◆ Prompt ◆
Update the items from the line with "wanted | a marker on every instance of the mountain range" up to and including the line with "<point>492,349</point>", replacing "blue water" with "lake water" and leaving everything else unchanged. Give only those lines.

[BEGIN]

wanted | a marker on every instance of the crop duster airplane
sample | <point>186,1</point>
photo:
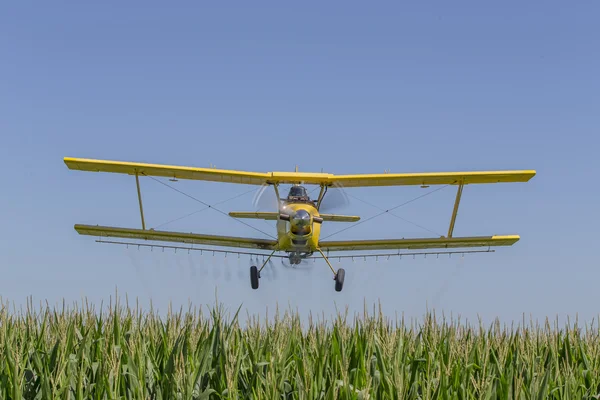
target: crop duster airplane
<point>298,216</point>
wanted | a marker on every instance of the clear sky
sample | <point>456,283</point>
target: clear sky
<point>347,87</point>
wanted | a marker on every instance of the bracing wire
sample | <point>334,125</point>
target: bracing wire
<point>210,206</point>
<point>205,208</point>
<point>386,211</point>
<point>396,215</point>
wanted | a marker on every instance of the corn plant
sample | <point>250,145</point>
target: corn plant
<point>126,353</point>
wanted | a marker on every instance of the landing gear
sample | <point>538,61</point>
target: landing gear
<point>255,272</point>
<point>254,277</point>
<point>337,276</point>
<point>339,280</point>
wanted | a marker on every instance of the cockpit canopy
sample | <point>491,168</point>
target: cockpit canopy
<point>298,192</point>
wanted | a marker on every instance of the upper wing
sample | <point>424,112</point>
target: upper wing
<point>260,178</point>
<point>414,244</point>
<point>273,216</point>
<point>182,237</point>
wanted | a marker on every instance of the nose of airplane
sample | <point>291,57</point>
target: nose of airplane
<point>302,218</point>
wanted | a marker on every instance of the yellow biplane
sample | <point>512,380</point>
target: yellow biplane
<point>298,218</point>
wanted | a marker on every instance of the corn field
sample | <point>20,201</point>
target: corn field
<point>125,353</point>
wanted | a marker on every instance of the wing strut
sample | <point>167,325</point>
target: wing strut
<point>137,183</point>
<point>455,211</point>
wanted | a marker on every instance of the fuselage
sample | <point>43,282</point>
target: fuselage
<point>301,233</point>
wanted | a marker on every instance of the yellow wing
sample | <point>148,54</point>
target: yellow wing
<point>414,244</point>
<point>260,178</point>
<point>273,216</point>
<point>182,237</point>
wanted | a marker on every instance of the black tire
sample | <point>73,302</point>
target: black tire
<point>339,280</point>
<point>254,277</point>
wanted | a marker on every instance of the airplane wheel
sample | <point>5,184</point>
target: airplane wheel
<point>339,280</point>
<point>254,277</point>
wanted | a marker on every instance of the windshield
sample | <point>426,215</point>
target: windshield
<point>297,191</point>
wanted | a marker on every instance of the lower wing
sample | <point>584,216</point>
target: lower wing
<point>414,244</point>
<point>181,237</point>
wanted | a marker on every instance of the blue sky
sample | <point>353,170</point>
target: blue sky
<point>345,87</point>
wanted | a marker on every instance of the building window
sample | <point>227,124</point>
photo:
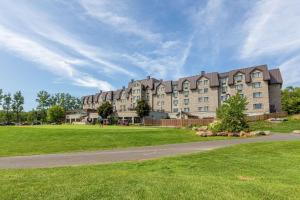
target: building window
<point>186,86</point>
<point>224,89</point>
<point>239,87</point>
<point>257,95</point>
<point>257,106</point>
<point>224,98</point>
<point>256,75</point>
<point>175,102</point>
<point>186,101</point>
<point>256,85</point>
<point>186,109</point>
<point>203,109</point>
<point>175,94</point>
<point>224,81</point>
<point>186,93</point>
<point>238,78</point>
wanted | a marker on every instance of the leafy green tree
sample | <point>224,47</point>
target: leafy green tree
<point>17,104</point>
<point>231,114</point>
<point>1,96</point>
<point>105,110</point>
<point>65,100</point>
<point>56,114</point>
<point>142,109</point>
<point>7,106</point>
<point>290,100</point>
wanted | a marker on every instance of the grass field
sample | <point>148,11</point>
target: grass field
<point>55,139</point>
<point>283,127</point>
<point>249,171</point>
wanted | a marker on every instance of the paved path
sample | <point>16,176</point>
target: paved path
<point>129,154</point>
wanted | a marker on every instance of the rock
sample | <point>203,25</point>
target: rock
<point>296,131</point>
<point>202,128</point>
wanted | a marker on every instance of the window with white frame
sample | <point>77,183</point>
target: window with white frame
<point>257,94</point>
<point>256,85</point>
<point>257,106</point>
<point>257,74</point>
<point>186,109</point>
<point>186,101</point>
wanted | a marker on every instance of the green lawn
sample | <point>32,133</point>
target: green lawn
<point>55,139</point>
<point>283,127</point>
<point>249,171</point>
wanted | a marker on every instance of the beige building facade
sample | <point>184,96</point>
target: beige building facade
<point>197,96</point>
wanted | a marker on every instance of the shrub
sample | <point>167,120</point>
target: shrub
<point>56,114</point>
<point>232,114</point>
<point>215,127</point>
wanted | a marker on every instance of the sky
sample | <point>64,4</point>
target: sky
<point>83,46</point>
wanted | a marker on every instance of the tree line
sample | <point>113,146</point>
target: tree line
<point>12,107</point>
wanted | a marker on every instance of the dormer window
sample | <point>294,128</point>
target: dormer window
<point>256,74</point>
<point>186,85</point>
<point>238,78</point>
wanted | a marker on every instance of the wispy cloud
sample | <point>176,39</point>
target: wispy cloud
<point>273,30</point>
<point>53,62</point>
<point>115,14</point>
<point>273,27</point>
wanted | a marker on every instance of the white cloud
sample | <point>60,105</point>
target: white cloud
<point>273,27</point>
<point>290,70</point>
<point>49,60</point>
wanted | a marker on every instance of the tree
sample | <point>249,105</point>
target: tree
<point>232,114</point>
<point>65,100</point>
<point>142,109</point>
<point>105,110</point>
<point>56,114</point>
<point>17,104</point>
<point>7,106</point>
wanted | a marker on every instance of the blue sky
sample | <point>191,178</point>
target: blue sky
<point>82,46</point>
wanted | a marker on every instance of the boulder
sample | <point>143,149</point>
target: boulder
<point>296,131</point>
<point>202,128</point>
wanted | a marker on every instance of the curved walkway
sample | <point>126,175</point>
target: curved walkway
<point>129,154</point>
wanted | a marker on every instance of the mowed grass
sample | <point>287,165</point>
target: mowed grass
<point>248,171</point>
<point>67,138</point>
<point>289,126</point>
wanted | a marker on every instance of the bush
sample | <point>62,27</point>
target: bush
<point>232,115</point>
<point>216,127</point>
<point>55,114</point>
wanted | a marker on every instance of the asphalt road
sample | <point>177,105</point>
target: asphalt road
<point>129,154</point>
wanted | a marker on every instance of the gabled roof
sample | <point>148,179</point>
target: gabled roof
<point>212,77</point>
<point>247,71</point>
<point>275,76</point>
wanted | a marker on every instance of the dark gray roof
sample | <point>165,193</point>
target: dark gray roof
<point>275,76</point>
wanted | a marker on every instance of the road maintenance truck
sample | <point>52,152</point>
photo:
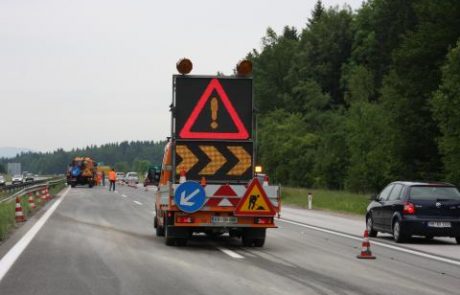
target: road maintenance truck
<point>206,183</point>
<point>82,171</point>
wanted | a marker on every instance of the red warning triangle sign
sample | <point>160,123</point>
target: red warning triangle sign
<point>254,202</point>
<point>187,132</point>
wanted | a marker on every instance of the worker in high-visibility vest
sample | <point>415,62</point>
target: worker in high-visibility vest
<point>112,179</point>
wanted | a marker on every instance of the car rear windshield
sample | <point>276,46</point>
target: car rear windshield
<point>434,193</point>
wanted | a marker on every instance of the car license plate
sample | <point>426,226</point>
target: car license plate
<point>224,219</point>
<point>439,224</point>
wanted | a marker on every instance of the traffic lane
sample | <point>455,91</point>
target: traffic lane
<point>356,245</point>
<point>393,272</point>
<point>355,226</point>
<point>146,198</point>
<point>99,242</point>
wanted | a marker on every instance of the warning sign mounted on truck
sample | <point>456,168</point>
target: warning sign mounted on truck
<point>213,108</point>
<point>217,161</point>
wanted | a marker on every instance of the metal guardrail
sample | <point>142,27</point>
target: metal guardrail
<point>31,187</point>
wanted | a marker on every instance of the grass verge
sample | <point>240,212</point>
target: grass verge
<point>337,201</point>
<point>7,210</point>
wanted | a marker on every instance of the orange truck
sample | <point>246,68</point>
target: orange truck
<point>82,171</point>
<point>207,182</point>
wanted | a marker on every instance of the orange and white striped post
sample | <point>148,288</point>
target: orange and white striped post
<point>32,201</point>
<point>19,213</point>
<point>366,248</point>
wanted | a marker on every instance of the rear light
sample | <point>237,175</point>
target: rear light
<point>409,208</point>
<point>184,219</point>
<point>264,220</point>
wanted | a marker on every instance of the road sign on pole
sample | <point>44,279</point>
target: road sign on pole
<point>189,196</point>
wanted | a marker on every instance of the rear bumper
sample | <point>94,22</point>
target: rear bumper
<point>420,227</point>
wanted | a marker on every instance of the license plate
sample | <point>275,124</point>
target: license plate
<point>439,224</point>
<point>224,219</point>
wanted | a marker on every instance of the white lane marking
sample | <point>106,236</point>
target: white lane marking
<point>13,254</point>
<point>231,253</point>
<point>413,252</point>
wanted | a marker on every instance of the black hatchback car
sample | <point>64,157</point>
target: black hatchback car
<point>415,208</point>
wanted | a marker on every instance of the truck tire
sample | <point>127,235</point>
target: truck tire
<point>181,242</point>
<point>259,242</point>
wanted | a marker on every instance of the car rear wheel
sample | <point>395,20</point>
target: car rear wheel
<point>398,234</point>
<point>370,227</point>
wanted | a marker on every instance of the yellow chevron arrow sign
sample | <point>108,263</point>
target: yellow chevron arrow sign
<point>244,160</point>
<point>217,160</point>
<point>188,158</point>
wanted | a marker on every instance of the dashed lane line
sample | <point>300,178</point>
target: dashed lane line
<point>13,254</point>
<point>231,253</point>
<point>401,249</point>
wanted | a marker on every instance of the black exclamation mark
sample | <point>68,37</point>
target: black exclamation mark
<point>214,109</point>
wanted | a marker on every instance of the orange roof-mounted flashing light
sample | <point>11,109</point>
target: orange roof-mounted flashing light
<point>184,66</point>
<point>244,68</point>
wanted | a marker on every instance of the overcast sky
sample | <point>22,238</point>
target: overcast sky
<point>75,73</point>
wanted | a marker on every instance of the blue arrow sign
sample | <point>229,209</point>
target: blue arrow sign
<point>190,196</point>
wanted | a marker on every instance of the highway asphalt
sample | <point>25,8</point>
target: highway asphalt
<point>100,242</point>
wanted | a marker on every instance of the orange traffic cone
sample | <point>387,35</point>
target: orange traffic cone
<point>32,202</point>
<point>48,196</point>
<point>182,177</point>
<point>43,196</point>
<point>19,214</point>
<point>366,248</point>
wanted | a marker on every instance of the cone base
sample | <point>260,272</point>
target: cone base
<point>365,257</point>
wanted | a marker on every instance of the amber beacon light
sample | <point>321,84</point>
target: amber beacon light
<point>244,68</point>
<point>184,66</point>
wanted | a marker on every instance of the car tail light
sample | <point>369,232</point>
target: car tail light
<point>264,220</point>
<point>184,219</point>
<point>409,208</point>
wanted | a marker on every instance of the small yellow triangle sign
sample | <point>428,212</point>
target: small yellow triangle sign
<point>255,202</point>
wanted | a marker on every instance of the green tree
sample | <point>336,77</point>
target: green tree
<point>408,88</point>
<point>286,148</point>
<point>446,110</point>
<point>324,46</point>
<point>271,67</point>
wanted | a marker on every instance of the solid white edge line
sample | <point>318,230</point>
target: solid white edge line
<point>231,253</point>
<point>413,252</point>
<point>13,254</point>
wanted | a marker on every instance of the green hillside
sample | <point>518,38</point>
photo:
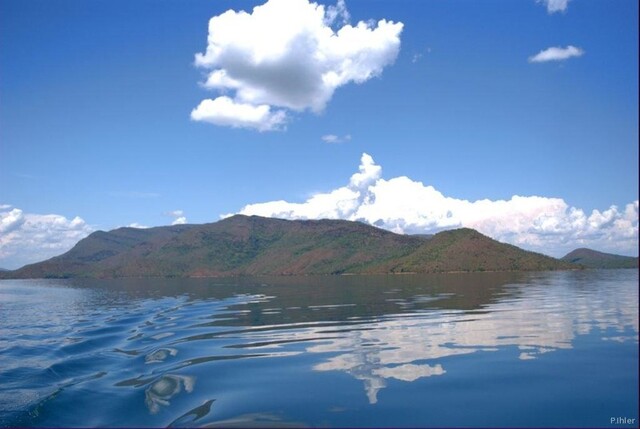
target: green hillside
<point>242,245</point>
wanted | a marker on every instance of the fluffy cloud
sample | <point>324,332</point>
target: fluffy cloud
<point>556,54</point>
<point>402,205</point>
<point>26,238</point>
<point>332,138</point>
<point>287,55</point>
<point>554,6</point>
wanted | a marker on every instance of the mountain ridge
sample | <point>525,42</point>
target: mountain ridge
<point>251,245</point>
<point>594,259</point>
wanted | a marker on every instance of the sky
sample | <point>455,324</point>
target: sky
<point>516,118</point>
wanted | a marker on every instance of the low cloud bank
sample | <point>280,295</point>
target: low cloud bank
<point>26,238</point>
<point>400,204</point>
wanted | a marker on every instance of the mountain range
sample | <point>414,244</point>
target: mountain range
<point>252,245</point>
<point>594,259</point>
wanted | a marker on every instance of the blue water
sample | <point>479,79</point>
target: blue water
<point>492,349</point>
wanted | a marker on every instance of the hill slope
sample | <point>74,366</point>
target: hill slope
<point>594,259</point>
<point>242,245</point>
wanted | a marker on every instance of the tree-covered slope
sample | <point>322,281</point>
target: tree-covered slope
<point>242,245</point>
<point>594,259</point>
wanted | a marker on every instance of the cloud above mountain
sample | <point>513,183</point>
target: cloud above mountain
<point>554,6</point>
<point>287,55</point>
<point>27,238</point>
<point>400,204</point>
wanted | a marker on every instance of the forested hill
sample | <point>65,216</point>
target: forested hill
<point>243,245</point>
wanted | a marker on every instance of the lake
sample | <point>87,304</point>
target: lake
<point>488,349</point>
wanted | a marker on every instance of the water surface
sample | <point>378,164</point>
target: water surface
<point>491,349</point>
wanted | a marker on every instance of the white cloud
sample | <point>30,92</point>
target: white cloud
<point>178,217</point>
<point>137,225</point>
<point>286,55</point>
<point>400,204</point>
<point>332,138</point>
<point>556,54</point>
<point>554,6</point>
<point>226,112</point>
<point>26,238</point>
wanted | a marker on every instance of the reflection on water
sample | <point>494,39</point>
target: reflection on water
<point>167,386</point>
<point>293,351</point>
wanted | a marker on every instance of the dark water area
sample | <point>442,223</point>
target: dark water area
<point>491,349</point>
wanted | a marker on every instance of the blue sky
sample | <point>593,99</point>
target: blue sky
<point>96,124</point>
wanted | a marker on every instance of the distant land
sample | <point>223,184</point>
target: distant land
<point>594,259</point>
<point>252,245</point>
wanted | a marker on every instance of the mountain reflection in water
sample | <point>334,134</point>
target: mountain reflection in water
<point>257,351</point>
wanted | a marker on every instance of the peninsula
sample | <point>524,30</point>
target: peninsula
<point>252,245</point>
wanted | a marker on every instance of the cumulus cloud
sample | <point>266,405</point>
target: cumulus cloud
<point>226,112</point>
<point>400,204</point>
<point>26,238</point>
<point>287,55</point>
<point>556,53</point>
<point>554,6</point>
<point>332,138</point>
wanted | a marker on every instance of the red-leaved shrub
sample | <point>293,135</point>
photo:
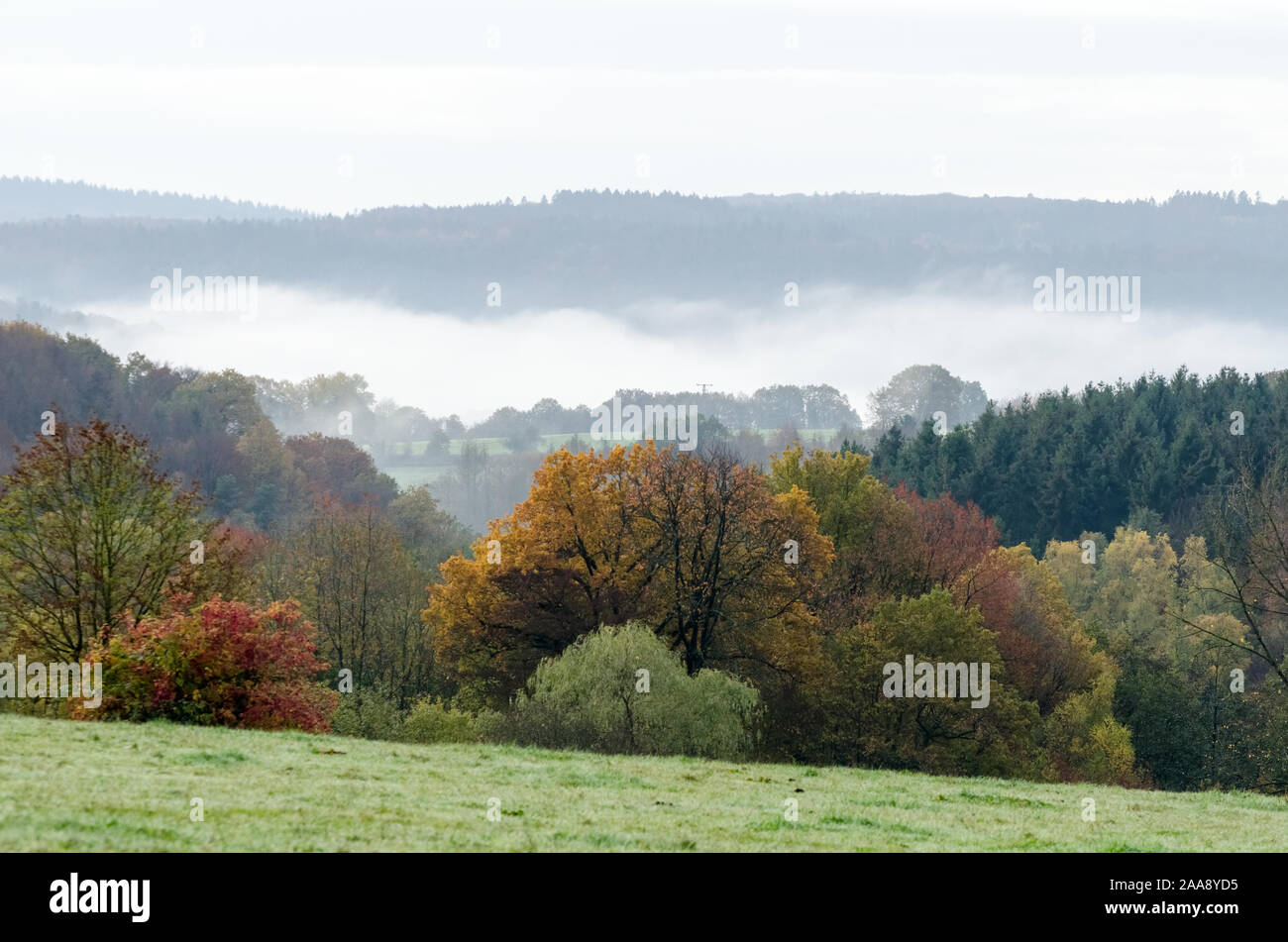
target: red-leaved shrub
<point>223,663</point>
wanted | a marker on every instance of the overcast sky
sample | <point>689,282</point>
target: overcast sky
<point>334,107</point>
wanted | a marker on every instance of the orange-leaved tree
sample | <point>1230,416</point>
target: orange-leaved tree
<point>697,547</point>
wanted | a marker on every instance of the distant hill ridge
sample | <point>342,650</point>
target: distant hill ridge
<point>24,198</point>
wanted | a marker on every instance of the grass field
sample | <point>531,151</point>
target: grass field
<point>115,786</point>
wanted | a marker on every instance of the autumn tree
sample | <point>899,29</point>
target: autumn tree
<point>362,588</point>
<point>1249,568</point>
<point>90,534</point>
<point>698,549</point>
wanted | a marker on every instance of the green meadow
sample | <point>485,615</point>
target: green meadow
<point>117,786</point>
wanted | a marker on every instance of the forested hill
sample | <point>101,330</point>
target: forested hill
<point>1067,464</point>
<point>1212,254</point>
<point>204,426</point>
<point>27,198</point>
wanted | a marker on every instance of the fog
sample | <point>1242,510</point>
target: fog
<point>446,365</point>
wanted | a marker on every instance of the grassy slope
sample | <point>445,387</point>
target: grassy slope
<point>116,786</point>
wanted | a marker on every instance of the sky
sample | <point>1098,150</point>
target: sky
<point>338,107</point>
<point>335,107</point>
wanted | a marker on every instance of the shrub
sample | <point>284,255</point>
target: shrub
<point>592,697</point>
<point>433,721</point>
<point>220,665</point>
<point>369,714</point>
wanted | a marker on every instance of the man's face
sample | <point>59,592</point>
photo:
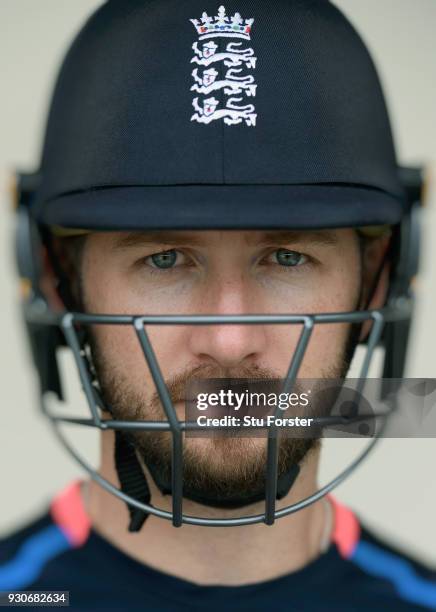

[END]

◆ Output for this exercise ◆
wanted | a marker on every instance of the mountain range
sample | <point>414,244</point>
target: mountain range
<point>252,245</point>
<point>594,259</point>
wanted | a marker on every instance of the lake water
sample | <point>479,79</point>
target: lake water
<point>492,349</point>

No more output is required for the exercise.